Input

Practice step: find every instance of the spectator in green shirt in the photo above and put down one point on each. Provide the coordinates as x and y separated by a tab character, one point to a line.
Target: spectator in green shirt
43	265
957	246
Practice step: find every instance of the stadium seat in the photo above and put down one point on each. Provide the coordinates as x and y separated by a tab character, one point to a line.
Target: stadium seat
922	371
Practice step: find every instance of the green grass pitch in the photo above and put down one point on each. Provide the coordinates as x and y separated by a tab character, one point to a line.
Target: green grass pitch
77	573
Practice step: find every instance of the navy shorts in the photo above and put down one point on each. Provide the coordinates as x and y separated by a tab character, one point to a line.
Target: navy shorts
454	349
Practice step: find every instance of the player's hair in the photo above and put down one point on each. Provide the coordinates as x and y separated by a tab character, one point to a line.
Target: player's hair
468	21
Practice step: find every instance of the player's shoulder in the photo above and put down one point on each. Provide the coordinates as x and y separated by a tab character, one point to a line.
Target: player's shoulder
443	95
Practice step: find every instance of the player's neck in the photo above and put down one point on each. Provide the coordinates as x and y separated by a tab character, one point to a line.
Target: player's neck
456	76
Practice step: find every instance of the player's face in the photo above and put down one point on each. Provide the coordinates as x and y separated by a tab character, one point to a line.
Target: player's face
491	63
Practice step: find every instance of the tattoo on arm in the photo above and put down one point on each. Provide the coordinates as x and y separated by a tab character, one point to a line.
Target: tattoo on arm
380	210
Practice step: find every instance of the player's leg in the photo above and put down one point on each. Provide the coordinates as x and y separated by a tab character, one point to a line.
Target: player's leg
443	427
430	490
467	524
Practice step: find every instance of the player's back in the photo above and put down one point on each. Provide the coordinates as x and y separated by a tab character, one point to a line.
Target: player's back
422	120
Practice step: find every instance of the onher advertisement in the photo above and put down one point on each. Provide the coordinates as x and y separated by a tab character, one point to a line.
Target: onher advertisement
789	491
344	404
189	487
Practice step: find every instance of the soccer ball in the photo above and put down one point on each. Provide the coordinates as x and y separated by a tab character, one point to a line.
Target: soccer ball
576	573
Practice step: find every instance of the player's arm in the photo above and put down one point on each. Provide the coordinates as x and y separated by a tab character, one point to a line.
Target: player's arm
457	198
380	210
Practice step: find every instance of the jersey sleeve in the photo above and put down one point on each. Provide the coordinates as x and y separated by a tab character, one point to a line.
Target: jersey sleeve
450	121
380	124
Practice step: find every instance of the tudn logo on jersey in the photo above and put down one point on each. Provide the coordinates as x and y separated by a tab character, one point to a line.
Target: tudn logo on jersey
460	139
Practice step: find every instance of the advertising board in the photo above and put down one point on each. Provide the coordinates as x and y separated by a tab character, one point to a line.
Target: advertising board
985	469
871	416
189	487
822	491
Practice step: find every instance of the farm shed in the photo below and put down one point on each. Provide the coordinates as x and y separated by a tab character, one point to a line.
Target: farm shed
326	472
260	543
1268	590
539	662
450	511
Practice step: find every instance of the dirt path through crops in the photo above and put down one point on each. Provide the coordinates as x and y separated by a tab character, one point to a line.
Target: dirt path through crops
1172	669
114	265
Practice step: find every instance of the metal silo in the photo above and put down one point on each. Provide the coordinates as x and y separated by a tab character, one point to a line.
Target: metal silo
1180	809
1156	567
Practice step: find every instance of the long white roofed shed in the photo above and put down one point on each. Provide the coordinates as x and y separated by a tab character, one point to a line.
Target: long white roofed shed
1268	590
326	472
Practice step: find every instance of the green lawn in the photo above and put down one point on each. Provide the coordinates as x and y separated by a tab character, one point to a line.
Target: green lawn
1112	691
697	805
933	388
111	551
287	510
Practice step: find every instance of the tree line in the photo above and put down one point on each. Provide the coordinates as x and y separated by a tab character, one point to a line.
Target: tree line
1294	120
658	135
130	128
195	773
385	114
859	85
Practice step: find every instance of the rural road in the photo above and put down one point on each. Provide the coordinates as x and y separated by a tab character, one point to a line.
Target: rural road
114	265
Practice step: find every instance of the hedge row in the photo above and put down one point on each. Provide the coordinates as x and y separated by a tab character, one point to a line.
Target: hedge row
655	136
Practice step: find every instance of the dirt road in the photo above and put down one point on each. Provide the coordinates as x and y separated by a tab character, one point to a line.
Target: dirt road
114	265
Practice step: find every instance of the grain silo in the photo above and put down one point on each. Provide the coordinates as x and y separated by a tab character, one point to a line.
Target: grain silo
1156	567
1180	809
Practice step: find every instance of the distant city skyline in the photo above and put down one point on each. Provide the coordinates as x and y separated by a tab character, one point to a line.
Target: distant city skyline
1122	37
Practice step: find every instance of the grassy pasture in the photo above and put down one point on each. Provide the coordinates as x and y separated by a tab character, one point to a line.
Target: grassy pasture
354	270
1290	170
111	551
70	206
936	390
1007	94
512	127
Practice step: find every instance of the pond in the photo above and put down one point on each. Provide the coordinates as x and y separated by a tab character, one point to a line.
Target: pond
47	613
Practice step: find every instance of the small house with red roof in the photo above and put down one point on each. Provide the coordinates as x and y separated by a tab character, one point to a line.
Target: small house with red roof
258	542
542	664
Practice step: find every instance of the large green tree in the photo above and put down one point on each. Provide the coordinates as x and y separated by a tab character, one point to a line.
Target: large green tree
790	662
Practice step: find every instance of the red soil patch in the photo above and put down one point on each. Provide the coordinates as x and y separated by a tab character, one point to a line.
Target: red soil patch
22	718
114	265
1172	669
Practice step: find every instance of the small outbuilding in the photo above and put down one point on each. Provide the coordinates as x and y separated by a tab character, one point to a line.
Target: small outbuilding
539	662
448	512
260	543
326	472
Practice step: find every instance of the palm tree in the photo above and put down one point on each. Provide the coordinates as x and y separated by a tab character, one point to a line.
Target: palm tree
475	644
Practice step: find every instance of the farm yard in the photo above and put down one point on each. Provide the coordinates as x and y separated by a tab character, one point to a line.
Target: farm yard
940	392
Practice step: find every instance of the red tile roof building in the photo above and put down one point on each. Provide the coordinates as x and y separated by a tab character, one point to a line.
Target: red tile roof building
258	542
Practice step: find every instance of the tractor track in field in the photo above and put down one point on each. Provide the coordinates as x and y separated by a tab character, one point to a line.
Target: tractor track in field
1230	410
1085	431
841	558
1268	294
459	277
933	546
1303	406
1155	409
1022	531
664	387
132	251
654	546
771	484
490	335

Task to complete
Rewrite all of the data above, changing every "Practice step" to "Exercise" and leaving everything else unchanged.

The reply
Exercise: find every instance of the spectator in green shirt in the photo above and put down one point on each. Provide the coordinates as x and y separated by a tab character, one point to a line.
Target: spectator in green shirt
43	265
957	246
Exercise: find every instance of the stadium seat in the photo above and put down one point on each. Provide the coordinates as x and y separated by a tab character, one point to a line.
Target: stadium seat
922	371
Exercise: find every instance of the green grass pitch in the photo above and put down one point on each. Provide the coordinates as x and y separated by a tab character, one point to a line.
Target: green grass pitch
77	573
Exercise: find every instance of the navy shorts in the photo above and put down one point on each. Provide the coordinates as x and y separated by a tab character, one point to a line.
Target: navy shorts
454	349
Exercise: find every instance of the player's hair in the photo above and put down one point on each. Provide the coordinates as x and y separated by a tab character, one point to a line.
Target: player's hair
468	21
Exercise: find every instance of the player's shoulder in the photo above and put down one point on each. Provide the coordinates as x and y separated by a tab character, one point to a line.
Target: player's shoulder
443	95
Exercise: find every instance of the player's neck in the photo above and put down one point on each. Provide the coordinates as x and y separated by a tab character, one point to a line.
Target: player's neck
456	76
Exercise: find every instance of the player's face in the photo above and put down one point on each. Provide the coordinates as x and y separated by a tab character, one point to a line.
Target: player's face
491	63
Exercise: find every instance of the tattoo on arm in the photo above and put down one point on each. Provide the coordinates as x and y separated by a tab character, one point to a line.
Target: tattoo on arm
380	210
Exercise: find every instance of the player's leg in the photo above and put down one point on each. Provide the coordinates as x and y separated by a tab character, one point to a line.
Target: player's leg
443	427
430	490
467	524
Exercise: find every instance of the player's back in the photo above and put down one point on each. Provide the coordinates as x and y separated by a tab character, one point to a line.
Target: player's back
422	120
Exercise: find every instance of the onher advertisement in the photo above and put down one point on each. Provide the coordinates as x and y separated by a tab character, one point to a line.
Target: onher advertisement
789	491
344	404
189	487
Exercise: find every instance of the soccer ball in the photo above and put down one point on each. Provide the coordinates as x and y separated by a tab character, one point to a line.
Target: soccer ball
576	573
Exercise: find every instance of the player's arm in the photo above and put down one point on each. Provide the coordinates as x and y separated by a tab character, one point to a line.
Target: player's arm
457	198
380	210
Exercise: find every instance of the jersey sleeve in the photo above and put down one point on each. Provide the coordinates as x and y separated by a tab character, one point to a line.
Target: jersey sleeve
450	121
380	124
Exercise: find every instance of the tudn logo on jersey in the photo above and put down one point on each. Provide the coordinates as x and y separated by a tab character, one point to a line.
Target: tudn logo on jersey
460	139
Exercise: find every instance of the advertising board in the photo above and put down one point on each. Provide the coordinates as x and y separated by a tab character, one point to a line.
Target: advertising board
985	469
871	416
189	487
822	491
Exercise: find every instance of the farm shed in the photo below and put down one point on each. Provide the coordinates as x and y separated by a tab character, one point to a line.
Target: farm shed
326	472
260	543
1268	590
539	662
450	511
Exercise: find every instance of the dirt path through crops in the photo above and put down one point on each. Provide the coordinates as x and y separated by a tab character, one point to a line.
Target: dirt path through crops
1172	669
114	265
Exercise: find every instance of the metal silo in the photo above and put down one point on each. Provide the coordinates as x and y separated by a tab character, one point to a line.
Target: metal silo
1180	809
1156	567
Exercise: find every instance of the long white roofed shed in the photo above and put down one point on each. Provide the coordinates as x and y separated by a tab character, one point to a line.
Target: long white roofed shed
1268	590
326	472
Exercise: find every instance of the green lawn in the photo above and put down one point on each. Provide the coordinates as x and y separated by a tab character, one point to a line.
Target: green lawn
1112	691
697	805
933	388
111	551
287	510
Exercise: find every instance of the tree line in the photo above and put down one point on each. Provide the coordinates as x and y separated by a tab character, one point to a line.
Target: tree line
1294	120
658	135
130	128
195	773
385	114
859	85
Exercise: find every instance of the rural road in the photo above and put down one point on each. Provide the coordinates as x and y separated by a tab character, one point to a line.
Target: rural road
114	265
Exercise: find every instance of the hedge row in the photo above and put down one point on each. Provide the coordinates as x and y separated by a tab character, one point to a line.
Target: hedge row
655	136
Exercise: find every instance of the dirt road in the photo above and put down one point on each. Provide the coordinates as x and y separated by a tab character, one point to a line.
Target: dirt road
114	265
Exercise: find every instance of the grain silo in the photo above and put down one point on each. Provide the coordinates as x and y separated by a tab character, one point to a line.
Target: grain silo
1156	567
1180	809
Exercise: find every instance of the distant city skyline in the photo above and put down one point on each. Provide the coordinates as x and y separated by a tab character, one point to a line.
Target: distant city skyline
1122	37
Exercise: find every instance of the grassy pasture in the photo above and put down one point on each. Provide the coordinates as x and y separated by a tab character, one point to a line.
Target: grassy pasture
354	270
1290	170
111	551
70	206
936	390
1007	94
512	127
Exercise: find every instance of the pond in the photo above and put down one point on each. Provide the coordinates as x and y separated by a tab character, one point to a line.
Target: pond
47	613
Exercise: find every instance of the small house with red roof in the photo above and put down one point on each. Provide the coordinates as x and y separated by a tab character, one point to a line.
Target: small house with red roof
258	542
542	664
Exercise: find every instance of the large green tree in the photo above and put down one point on each. Provide the coordinates as x and y separated by a tab character, one point to a line.
Target: large green tree
790	662
Exercise: find every instance of the red soil patch in the photo above and put down one point on each. Provide the coordinates as x and y separated by a tab character, one point to a line.
Target: red soil patch
22	718
114	265
1172	669
Exercise: find every instance of the small outbuilding in the photo above and put down one point on each. Provide the coordinates as x and y separated by a tab character, one point to a line.
Target: small outbuilding
539	662
448	512
260	543
326	472
Exercise: find every instance of the palm tree in the photo above and put down one point on each. Provide the coordinates as x and y separated by a tab character, one point to a line.
Target: palm tree
475	644
Exercise: find every instance of the farm yard in the photo above and put down one point on each. Provide the coordinates as x and y separated by a tab character, one point to a line.
Target: farm yard
940	392
Exercise: find every instance of the red tile roof building in the photo above and put down one point on each. Provide the coordinates as x and y separated by a tab character, one point to a line.
Target: red tile roof building
258	542
Exercise: find every instance of the tractor track in field in the photo above and put down one point on each. Provide the coordinates as x and y separated by a tab character, one point to a line.
Target: tractor track in field
1230	410
1085	431
841	558
1268	294
459	277
933	546
1303	406
1155	409
1022	531
664	387
132	251
654	546
771	484
490	335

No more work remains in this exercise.